Exercise prompt: Copy the records below, swapping "sidewalk" for "pavement" everywhere it occurs and keeping everything else the same.

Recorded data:
★ ★ ★ ★

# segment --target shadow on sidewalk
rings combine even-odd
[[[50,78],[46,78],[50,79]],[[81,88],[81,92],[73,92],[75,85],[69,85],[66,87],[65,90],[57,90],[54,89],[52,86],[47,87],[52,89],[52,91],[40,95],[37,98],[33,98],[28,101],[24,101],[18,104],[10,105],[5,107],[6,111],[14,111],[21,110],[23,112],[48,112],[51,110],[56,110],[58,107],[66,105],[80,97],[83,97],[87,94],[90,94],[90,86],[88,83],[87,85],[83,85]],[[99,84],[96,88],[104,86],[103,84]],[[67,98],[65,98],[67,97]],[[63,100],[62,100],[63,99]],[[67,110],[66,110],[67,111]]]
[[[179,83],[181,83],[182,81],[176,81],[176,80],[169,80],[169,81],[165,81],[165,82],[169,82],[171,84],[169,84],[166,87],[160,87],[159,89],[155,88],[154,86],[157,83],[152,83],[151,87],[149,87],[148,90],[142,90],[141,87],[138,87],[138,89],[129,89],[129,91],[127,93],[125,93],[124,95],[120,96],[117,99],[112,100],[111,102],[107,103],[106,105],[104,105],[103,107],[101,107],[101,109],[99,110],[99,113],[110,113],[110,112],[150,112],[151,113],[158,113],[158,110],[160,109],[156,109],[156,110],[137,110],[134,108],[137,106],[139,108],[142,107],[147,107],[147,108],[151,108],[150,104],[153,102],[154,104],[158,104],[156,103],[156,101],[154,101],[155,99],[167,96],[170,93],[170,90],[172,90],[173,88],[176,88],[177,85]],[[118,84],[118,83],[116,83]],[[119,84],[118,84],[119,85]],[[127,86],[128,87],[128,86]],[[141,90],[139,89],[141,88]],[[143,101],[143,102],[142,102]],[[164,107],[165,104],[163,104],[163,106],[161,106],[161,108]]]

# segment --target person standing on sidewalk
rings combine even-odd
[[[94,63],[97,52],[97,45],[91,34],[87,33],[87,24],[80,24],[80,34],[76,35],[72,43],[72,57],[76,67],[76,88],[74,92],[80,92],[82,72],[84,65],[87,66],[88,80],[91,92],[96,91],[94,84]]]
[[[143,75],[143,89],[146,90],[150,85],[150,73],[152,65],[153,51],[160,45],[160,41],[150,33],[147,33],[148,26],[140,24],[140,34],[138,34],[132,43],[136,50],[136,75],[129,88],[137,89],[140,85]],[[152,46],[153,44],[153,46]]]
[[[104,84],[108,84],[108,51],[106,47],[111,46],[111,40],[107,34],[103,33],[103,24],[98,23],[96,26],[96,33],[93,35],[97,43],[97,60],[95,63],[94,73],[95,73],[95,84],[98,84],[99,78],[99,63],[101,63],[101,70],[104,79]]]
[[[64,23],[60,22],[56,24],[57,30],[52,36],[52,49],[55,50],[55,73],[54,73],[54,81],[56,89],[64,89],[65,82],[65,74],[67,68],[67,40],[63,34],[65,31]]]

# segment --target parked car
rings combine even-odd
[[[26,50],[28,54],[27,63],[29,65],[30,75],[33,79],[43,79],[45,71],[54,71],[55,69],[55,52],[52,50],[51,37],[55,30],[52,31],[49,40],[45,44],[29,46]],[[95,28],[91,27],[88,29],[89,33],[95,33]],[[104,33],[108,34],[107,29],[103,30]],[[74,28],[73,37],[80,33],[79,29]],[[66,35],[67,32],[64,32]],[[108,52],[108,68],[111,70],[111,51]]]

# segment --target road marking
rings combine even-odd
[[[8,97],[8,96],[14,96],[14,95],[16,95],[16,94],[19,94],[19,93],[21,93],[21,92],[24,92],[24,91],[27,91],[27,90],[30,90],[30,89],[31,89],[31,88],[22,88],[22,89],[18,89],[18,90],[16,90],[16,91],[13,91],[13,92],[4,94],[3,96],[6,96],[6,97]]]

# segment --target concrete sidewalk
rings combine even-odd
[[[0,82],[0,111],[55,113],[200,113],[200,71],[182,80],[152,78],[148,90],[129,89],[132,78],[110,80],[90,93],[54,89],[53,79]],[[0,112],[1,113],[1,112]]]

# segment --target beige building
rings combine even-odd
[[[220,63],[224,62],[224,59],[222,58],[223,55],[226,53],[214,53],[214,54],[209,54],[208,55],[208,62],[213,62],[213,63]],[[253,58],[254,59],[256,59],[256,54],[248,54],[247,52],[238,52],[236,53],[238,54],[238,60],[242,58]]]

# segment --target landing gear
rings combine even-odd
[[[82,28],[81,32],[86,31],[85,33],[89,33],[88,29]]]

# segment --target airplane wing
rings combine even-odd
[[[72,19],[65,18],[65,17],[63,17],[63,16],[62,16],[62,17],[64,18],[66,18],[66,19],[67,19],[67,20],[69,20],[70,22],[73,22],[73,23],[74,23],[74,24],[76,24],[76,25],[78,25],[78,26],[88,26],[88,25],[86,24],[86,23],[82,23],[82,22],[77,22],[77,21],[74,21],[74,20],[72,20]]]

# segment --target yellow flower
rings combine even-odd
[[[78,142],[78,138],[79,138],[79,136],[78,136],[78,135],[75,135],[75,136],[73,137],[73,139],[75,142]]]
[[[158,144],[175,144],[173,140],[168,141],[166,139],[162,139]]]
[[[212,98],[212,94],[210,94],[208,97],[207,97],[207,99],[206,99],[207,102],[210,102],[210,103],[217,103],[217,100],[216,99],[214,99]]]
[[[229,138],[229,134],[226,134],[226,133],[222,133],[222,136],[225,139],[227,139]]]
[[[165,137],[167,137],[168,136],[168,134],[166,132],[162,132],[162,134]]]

★ ★ ★ ★

Exercise response:
# segment --target shadow on pavement
rings combine even-odd
[[[50,78],[46,78],[50,79]],[[81,88],[81,92],[73,92],[75,85],[69,85],[66,87],[65,90],[57,90],[54,89],[52,86],[47,87],[52,89],[52,91],[40,95],[37,98],[33,98],[28,101],[24,101],[18,104],[10,105],[5,107],[6,111],[14,111],[21,110],[23,112],[48,112],[51,110],[56,110],[58,107],[66,105],[80,97],[83,97],[87,94],[90,94],[90,86],[88,83],[87,85],[83,85]],[[99,84],[96,88],[104,86],[103,84]],[[67,98],[65,98],[67,97]],[[63,100],[62,100],[63,99]],[[67,110],[66,110],[67,111]]]
[[[179,83],[181,83],[182,81],[176,81],[176,80],[169,80],[169,81],[165,81],[165,82],[169,82],[171,84],[169,84],[166,87],[160,87],[159,89],[155,88],[154,86],[157,83],[152,83],[151,87],[149,87],[148,90],[142,90],[141,87],[138,87],[138,89],[129,89],[129,91],[127,93],[125,93],[124,95],[120,96],[117,99],[112,100],[111,102],[107,103],[106,105],[104,105],[103,107],[101,107],[101,109],[99,110],[99,113],[110,113],[110,112],[150,112],[151,113],[158,113],[158,110],[160,109],[156,109],[156,110],[137,110],[134,108],[137,106],[139,108],[142,107],[147,107],[147,108],[151,108],[150,104],[153,102],[154,104],[158,104],[156,103],[156,101],[154,101],[155,99],[167,96],[170,93],[170,90],[172,90],[173,88],[176,88],[177,85]],[[118,84],[118,83],[116,83]],[[119,84],[118,84],[119,85]],[[127,86],[128,87],[128,86]],[[141,90],[139,89],[141,88]],[[143,101],[143,102],[142,102]],[[164,107],[165,104],[163,104],[163,106],[161,106],[161,108]]]

# segment --target person standing on pavement
rings combine even-odd
[[[94,63],[97,52],[97,45],[91,34],[87,33],[87,24],[80,24],[80,34],[76,35],[72,43],[72,57],[76,67],[76,88],[74,92],[80,92],[82,72],[84,65],[87,66],[88,80],[91,92],[96,91],[94,84]]]
[[[143,75],[143,89],[146,90],[150,85],[150,73],[152,65],[153,51],[160,45],[160,41],[150,33],[147,33],[148,26],[140,24],[140,34],[138,34],[132,43],[136,50],[136,75],[129,88],[137,89],[140,85]],[[152,46],[153,44],[153,46]]]
[[[104,84],[108,84],[108,51],[106,47],[111,46],[111,40],[107,34],[103,33],[103,24],[98,23],[96,26],[96,33],[93,35],[97,43],[97,60],[95,63],[94,73],[95,73],[95,84],[98,84],[99,78],[99,63],[101,63],[101,70],[104,79]]]
[[[64,23],[60,22],[56,24],[57,30],[52,36],[52,49],[55,50],[55,73],[54,73],[54,81],[56,89],[64,89],[65,82],[65,74],[67,68],[67,40],[63,34],[65,31]]]

# segment --target parked car
rings combine even-odd
[[[26,50],[28,54],[27,63],[29,65],[30,75],[33,79],[43,79],[45,71],[54,71],[55,69],[55,52],[52,50],[51,37],[55,30],[52,31],[49,40],[45,44],[29,46]],[[95,28],[91,27],[88,29],[89,33],[95,33]],[[104,33],[108,34],[107,29],[103,30]],[[74,28],[73,37],[80,33],[79,29]],[[66,35],[67,32],[64,32]],[[108,52],[108,68],[111,70],[111,51]]]

# segment --target road marking
rings combine even-odd
[[[8,97],[8,96],[14,96],[14,95],[16,95],[16,94],[19,94],[19,93],[21,93],[21,92],[24,92],[24,91],[27,91],[27,90],[30,90],[30,89],[31,89],[31,88],[22,88],[22,89],[18,89],[18,90],[16,90],[16,91],[13,91],[13,92],[4,94],[3,96],[6,96],[6,97]]]

# segment --target concrete pavement
rings combine even-odd
[[[0,82],[0,111],[55,113],[200,113],[200,71],[182,80],[152,78],[148,90],[129,89],[132,78],[110,80],[90,93],[54,89],[53,79]],[[0,112],[1,113],[1,112]]]

# segment --target beige building
rings combine even-odd
[[[220,63],[224,62],[224,59],[222,58],[223,55],[226,53],[214,53],[214,54],[209,54],[208,55],[208,62],[213,62],[213,63]],[[253,58],[254,59],[256,59],[256,54],[248,54],[247,52],[238,52],[236,53],[238,54],[238,60],[242,58]]]

# segment --target landing gear
rings combine even-odd
[[[82,28],[81,32],[86,31],[85,33],[89,33],[88,29]]]

# segment --target airplane wing
rings combine even-odd
[[[72,19],[65,18],[65,17],[63,17],[63,16],[62,16],[62,17],[64,18],[66,18],[66,19],[67,19],[67,20],[69,20],[70,22],[73,22],[73,23],[74,23],[74,24],[76,24],[76,25],[78,25],[78,26],[88,26],[88,25],[86,24],[86,23],[82,23],[82,22],[77,22],[77,21],[74,21],[74,20],[72,20]]]

# segment --target yellow flower
rings combine even-odd
[[[78,142],[78,138],[79,138],[79,136],[78,136],[78,135],[75,135],[75,136],[73,137],[73,139],[75,142]]]
[[[158,144],[175,144],[173,140],[168,141],[166,139],[162,139]]]
[[[212,98],[212,94],[210,94],[208,97],[207,97],[207,99],[206,99],[207,102],[210,102],[210,103],[217,103],[217,100],[216,99],[214,99]]]
[[[229,138],[229,134],[226,134],[226,133],[222,133],[222,136],[225,139],[227,139]]]
[[[165,137],[167,137],[168,136],[168,134],[166,132],[162,132],[162,134]]]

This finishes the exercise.